----- Text to read

I had begun searching for employment in Houston, and drove north and west from Florida, stopping along the way for a few days in New Orleans (a culinary sojourn, where I dined with a friend at Brigtsen’s, a friend whom I had not seen for years but whose distinctive voice had led me to him from across a crowded room in an artist’s Paris atelier a few years before our New Orleans dinner).

Angela’s parents were kind enough to put me up in their home while I looked for an apartment in Houston, and she and I renewed our adventures in Texas’ Hill Country, Dallas, Austin, Chicago, St. John, California, New Orleans, Berlin and Prague and Puglia. We started The Brockhaus, and took it to Nantucket, where I was hired by Constance and Alison to cook at their wedding  (just two of the fine people I’ve met through Angela). I got to know Angela’s family, we celebrated Indian and American holidays, and we travelled with friends (individuals full of art and spirit and soul and grace and love) and spent time with my family and adopted a cat. And we never stopped journeying.

A moment 10 years in the making.

In September of this year, Angela and I finally walked the streets of New York together, the city I love and lived in for 15 years,  where, 60 floors above Liberty Street, at the close of a long meal at Manhatta, she said yes.

Where will we venture next? I don’t know, but we can’t wait.

UB Preserv: A Fine Cocktail, and How About Those Collard Greens and Short Rib Fajitas?

When I found out I would be moving to Houston, back in 2013, I reached out to John T. Edge for some recommendations. I had seen a piece of his in Departures about the city’s food scene, and he told me to go to Underbelly and Himalaya (among other restaurants). About both of those places, I found out that John T. was resoundingly right. Himalaya soon became an addiction, and it still occupies a place in the top 5 on the Brockhaus Best Houston Restaurant List. As for Chris Shepherd’s Underbelly, one of my favorite things to do after work (I was the managing editor at the Houston Press at the time) was to take a seat at the bar, order a glass of wine, and get a dish of the Korean braised goat dumplings. Excellent food, friendly staff, beautiful restaurant, and I liked the wine list and its overseer.

Fast forward to last night, when Angela and I met some friends at UB Preserv, Shepherd’s new baby, a restaurant designed to, as the menu states, “preserve what we started at Underbelly.” Situated in the building that previously housed Poscol, UB Preserv, to judge by our dishes, is off to a great start. I arrived early, and took a seat at the bar. (Constance, a friend from Austin, told me a few weeks ago that Becca, to whom Constance had introduced me one evening at Drink.Well., the cocktail bar and gastropub at which Becca worked, was now living in Houston and behind the bar at UB Preserv, an added reason to make my inaugural visit to the restaurant.) I greeted her, and we talked a bit about Constance and Alison, then I asked her to make me her favorite drink on the menu. Good choice, that, because she served me the Billy Gibson, a nice mixture of dry gin and vermouth, fennel, and pickled onion. It’s what every Friday evening needs for a great beginning.

----------

**Work instructions:**
• a. Answer these from the blog post above:
(i) For how many years did the writer live in New York?
(ii) What building is UB Preserv situated in?
(iii) What goes into the Billy Gibson?
• b. Please repeat the part of the blog post above between "In September of" and "Short Rib Fajitas?", inclusive.

----- Record list

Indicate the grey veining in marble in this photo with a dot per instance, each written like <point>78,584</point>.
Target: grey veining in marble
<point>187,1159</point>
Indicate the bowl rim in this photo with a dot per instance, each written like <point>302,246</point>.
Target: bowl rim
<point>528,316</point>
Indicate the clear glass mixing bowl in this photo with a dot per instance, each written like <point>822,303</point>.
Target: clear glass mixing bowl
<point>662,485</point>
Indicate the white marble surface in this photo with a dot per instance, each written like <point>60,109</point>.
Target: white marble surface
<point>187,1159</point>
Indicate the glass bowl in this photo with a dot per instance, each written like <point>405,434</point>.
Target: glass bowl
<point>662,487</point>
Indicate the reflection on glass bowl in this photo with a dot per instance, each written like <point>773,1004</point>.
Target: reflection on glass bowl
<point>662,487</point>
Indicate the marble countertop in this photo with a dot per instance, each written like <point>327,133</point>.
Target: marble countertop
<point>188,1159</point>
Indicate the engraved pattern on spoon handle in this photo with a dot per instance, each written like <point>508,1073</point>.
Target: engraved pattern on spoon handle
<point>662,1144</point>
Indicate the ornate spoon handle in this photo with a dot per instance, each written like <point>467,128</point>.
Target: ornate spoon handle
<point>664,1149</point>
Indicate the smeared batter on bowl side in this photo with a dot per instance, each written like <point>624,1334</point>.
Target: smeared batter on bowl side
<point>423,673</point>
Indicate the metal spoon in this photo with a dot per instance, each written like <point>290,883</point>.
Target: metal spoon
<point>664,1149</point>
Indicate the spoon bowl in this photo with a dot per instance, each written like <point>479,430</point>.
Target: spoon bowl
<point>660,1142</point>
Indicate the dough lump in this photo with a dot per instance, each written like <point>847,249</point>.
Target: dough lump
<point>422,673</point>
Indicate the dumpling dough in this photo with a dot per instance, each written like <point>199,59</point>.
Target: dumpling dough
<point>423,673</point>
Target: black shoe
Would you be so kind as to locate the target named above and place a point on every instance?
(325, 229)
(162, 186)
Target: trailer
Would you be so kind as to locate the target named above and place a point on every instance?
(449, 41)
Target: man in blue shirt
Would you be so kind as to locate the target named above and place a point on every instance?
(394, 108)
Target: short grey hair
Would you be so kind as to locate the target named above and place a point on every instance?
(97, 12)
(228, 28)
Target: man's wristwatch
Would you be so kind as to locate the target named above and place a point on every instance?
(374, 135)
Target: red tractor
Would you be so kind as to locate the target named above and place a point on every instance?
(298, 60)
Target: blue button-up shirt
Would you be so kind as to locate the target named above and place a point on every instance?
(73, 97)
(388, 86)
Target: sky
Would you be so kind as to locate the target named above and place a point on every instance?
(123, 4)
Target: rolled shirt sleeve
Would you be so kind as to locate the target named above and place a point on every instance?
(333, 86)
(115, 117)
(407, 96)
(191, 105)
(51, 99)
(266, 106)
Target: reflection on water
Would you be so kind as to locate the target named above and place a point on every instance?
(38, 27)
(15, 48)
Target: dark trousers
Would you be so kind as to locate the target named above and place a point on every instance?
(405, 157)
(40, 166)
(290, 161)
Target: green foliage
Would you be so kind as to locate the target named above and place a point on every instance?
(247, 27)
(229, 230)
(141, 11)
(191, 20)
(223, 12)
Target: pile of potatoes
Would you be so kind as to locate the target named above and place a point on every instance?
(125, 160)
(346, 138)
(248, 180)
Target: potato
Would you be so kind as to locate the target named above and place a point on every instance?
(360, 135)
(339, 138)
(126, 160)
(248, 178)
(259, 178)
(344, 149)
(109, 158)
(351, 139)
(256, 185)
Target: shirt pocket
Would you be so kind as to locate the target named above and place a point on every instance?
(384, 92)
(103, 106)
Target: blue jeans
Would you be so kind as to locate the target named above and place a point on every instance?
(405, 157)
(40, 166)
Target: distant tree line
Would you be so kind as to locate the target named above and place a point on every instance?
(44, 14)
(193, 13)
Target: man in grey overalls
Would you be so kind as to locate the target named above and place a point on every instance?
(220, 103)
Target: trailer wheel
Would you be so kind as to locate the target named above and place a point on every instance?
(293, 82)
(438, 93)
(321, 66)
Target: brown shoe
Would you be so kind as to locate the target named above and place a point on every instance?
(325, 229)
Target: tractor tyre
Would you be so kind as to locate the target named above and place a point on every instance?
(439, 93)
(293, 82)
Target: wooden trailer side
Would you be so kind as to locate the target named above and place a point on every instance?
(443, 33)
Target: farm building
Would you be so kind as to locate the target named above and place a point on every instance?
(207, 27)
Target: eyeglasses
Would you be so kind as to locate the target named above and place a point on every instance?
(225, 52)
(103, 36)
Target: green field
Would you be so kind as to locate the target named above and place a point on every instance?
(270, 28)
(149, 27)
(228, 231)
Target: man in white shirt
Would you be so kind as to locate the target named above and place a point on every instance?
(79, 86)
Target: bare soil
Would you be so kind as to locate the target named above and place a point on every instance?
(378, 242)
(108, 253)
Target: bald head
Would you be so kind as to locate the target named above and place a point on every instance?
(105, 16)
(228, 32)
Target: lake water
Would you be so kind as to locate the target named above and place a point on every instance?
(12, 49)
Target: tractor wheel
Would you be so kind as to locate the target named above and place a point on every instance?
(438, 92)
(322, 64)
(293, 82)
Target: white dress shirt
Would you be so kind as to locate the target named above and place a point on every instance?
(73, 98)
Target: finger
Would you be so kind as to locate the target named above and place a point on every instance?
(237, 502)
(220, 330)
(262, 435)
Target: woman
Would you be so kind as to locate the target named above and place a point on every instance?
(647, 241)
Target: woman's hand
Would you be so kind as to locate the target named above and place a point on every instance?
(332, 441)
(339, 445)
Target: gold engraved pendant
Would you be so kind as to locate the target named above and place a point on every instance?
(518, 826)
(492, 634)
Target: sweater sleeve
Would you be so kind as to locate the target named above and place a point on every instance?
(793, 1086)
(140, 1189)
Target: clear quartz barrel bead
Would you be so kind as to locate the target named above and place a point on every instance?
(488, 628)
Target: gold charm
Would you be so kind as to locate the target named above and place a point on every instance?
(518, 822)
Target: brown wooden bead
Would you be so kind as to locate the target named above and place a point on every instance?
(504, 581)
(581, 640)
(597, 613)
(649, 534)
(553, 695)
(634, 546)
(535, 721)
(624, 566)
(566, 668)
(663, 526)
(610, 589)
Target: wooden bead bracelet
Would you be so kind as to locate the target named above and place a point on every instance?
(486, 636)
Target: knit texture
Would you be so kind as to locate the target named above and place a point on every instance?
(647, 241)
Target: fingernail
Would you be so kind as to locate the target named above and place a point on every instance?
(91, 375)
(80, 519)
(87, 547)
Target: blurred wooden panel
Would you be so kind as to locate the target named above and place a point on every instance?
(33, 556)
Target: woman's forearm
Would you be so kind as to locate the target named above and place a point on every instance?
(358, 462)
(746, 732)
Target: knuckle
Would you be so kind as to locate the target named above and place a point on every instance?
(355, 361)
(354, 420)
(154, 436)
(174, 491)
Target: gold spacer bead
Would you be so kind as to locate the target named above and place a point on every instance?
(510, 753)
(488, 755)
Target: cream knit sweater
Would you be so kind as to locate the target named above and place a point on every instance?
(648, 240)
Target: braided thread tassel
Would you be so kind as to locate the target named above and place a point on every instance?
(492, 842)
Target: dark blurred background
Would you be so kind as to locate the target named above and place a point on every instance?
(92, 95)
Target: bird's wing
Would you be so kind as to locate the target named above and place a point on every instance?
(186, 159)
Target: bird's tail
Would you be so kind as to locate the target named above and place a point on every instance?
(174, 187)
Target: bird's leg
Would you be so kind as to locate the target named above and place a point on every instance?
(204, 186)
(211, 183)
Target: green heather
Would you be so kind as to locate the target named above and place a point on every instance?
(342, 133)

----------

**Completed exercise:**
• a.
(i) 15 years
(ii) The building that previously housed Poscol
(iii) Dry gin and vermouth, fennel, and pickled onion

• b.
In September of this year, Angela and I finally walked the streets of New York together, the city I love and lived in for 15 years,  where, 60 floors above Liberty Street, at the close of a long meal at Manhatta, she said yes.

Where will we venture next? I don’t know, but we can’t wait.

UB Preserv: A Fine Cocktail, and How About Those Collard Greens and Short Rib Fajitas?